DATA -

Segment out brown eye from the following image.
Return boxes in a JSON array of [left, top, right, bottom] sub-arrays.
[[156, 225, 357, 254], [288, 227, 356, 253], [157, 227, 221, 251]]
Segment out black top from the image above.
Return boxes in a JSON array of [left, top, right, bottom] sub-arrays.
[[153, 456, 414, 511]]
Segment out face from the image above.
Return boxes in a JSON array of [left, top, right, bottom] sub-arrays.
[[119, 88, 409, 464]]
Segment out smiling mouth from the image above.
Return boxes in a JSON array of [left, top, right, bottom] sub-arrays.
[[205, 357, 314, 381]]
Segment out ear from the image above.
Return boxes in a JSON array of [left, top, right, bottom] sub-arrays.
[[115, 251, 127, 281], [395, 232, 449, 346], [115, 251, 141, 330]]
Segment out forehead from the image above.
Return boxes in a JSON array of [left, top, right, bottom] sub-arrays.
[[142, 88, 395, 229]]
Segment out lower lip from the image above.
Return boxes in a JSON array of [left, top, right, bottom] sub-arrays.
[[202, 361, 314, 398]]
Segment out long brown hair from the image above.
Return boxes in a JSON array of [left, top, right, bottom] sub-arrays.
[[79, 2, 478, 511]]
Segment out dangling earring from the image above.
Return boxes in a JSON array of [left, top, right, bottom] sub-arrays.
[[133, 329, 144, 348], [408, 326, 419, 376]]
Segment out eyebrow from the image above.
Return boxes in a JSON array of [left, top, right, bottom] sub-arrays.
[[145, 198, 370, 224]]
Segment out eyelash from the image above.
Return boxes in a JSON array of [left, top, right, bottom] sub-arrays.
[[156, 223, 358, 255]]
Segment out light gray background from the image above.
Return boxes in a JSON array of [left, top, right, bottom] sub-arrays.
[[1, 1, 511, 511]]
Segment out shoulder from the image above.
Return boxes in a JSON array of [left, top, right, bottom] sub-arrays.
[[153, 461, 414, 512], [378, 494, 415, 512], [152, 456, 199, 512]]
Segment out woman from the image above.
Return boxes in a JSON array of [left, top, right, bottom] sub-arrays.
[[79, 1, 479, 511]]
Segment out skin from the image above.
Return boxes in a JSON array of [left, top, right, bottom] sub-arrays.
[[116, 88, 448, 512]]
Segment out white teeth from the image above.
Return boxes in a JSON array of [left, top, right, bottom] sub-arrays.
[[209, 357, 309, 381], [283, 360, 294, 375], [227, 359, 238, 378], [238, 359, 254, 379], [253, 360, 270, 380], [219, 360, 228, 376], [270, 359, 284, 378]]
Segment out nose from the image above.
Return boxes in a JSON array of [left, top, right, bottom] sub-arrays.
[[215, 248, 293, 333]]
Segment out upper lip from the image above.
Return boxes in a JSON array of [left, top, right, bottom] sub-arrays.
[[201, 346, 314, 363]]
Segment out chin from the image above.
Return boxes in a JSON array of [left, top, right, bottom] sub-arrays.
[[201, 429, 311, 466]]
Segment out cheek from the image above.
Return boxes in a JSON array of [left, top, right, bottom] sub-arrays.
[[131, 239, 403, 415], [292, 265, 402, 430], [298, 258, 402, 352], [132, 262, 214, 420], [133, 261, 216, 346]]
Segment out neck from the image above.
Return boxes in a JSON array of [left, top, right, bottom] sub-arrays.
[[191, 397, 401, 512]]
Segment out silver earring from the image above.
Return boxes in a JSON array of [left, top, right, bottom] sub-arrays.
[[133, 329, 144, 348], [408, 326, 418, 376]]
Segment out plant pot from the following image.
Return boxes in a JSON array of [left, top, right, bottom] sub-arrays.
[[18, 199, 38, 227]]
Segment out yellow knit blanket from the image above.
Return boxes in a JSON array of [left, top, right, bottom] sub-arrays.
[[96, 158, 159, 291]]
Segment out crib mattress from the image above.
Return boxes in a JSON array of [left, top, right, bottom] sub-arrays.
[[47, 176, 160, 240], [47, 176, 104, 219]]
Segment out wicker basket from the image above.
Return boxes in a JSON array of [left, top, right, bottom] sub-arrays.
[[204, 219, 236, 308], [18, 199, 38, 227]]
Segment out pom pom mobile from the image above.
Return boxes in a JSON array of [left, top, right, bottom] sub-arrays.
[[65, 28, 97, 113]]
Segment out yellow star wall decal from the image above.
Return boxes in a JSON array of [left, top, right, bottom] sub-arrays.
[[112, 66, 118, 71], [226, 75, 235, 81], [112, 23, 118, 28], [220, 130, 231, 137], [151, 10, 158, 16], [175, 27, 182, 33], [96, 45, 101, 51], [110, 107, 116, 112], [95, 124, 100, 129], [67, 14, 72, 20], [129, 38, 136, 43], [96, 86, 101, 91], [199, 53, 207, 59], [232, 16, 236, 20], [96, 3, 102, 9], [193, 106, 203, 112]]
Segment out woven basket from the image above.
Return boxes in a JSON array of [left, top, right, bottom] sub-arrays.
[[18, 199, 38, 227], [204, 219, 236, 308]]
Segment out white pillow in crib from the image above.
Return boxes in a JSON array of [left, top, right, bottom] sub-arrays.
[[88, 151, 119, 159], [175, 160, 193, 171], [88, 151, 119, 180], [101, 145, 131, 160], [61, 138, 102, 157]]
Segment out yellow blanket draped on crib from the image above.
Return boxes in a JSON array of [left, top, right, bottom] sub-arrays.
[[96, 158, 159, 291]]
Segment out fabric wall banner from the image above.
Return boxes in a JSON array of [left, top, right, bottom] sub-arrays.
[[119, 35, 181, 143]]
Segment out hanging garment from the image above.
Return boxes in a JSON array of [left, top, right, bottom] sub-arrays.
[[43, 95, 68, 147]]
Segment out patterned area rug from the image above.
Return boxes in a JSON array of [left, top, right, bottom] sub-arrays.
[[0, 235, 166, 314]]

EXERCISE DIRECTIONS -
Word for word, please print every line from the beginning of the records to the line bearing "Segment out forehead from the image above.", counting both ends and stopping there.

ANSWER SPACE -
Segment out brown eye from the following image.
Return boxes in a JSON array of [left, top, right, bottom] sub-arrays.
[[156, 225, 357, 254], [288, 227, 356, 253], [157, 227, 221, 251]]
Segment out black top from the image above.
Return boxes in a JSON array of [left, top, right, bottom] sub-arrays.
[[153, 456, 414, 511]]
Segment out face from the image above.
Return boxes in a JSON array of [left, top, right, bottom] sub-arrays.
[[119, 88, 409, 464]]
Segment out smiling mouth from the image above.
Return boxes in a JSON array of [left, top, right, bottom] sub-arrays.
[[205, 357, 314, 381]]
Segment out ear from the image above.
Return boxes in a JSON array of [left, top, right, bottom] sub-arrays.
[[115, 251, 127, 281], [395, 232, 449, 346], [115, 251, 141, 330]]
Segment out forehead from the image above.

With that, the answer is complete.